**Records supplied**

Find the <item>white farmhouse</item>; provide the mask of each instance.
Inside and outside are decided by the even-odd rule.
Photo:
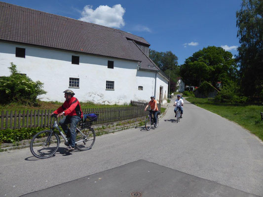
[[[167,102],[167,77],[149,58],[150,44],[119,30],[0,2],[0,76],[12,62],[44,83],[42,100]]]

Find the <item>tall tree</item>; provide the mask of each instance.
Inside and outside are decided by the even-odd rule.
[[[149,56],[163,71],[167,69],[173,70],[178,66],[178,58],[171,51],[158,52],[150,49]]]
[[[221,47],[209,46],[194,53],[186,60],[180,74],[186,83],[199,86],[203,81],[224,85],[237,77],[237,66],[233,55]]]
[[[263,95],[263,0],[243,0],[236,12],[241,87],[246,96]]]
[[[171,51],[159,52],[150,50],[150,58],[164,73],[170,77],[170,92],[175,91],[176,78],[179,76],[178,58]]]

**Objective**
Please copy out the material above without any change, beginning at the line that contains "Find the <item>tall" and stopping after the last line of the material.

**Finished answer**
Find the <item>tall tree</item>; provide the mask of each instance.
Inside and outside are decided by the even-odd rule.
[[[149,56],[163,71],[167,69],[173,70],[178,66],[178,58],[171,51],[158,52],[150,49]]]
[[[221,47],[209,46],[194,53],[186,60],[180,74],[186,83],[199,86],[203,81],[224,85],[237,77],[237,66],[233,55]]]
[[[263,95],[263,0],[243,0],[236,12],[241,87],[246,96]]]
[[[171,51],[159,52],[150,50],[150,58],[164,73],[170,77],[170,92],[175,91],[176,78],[179,76],[178,58]]]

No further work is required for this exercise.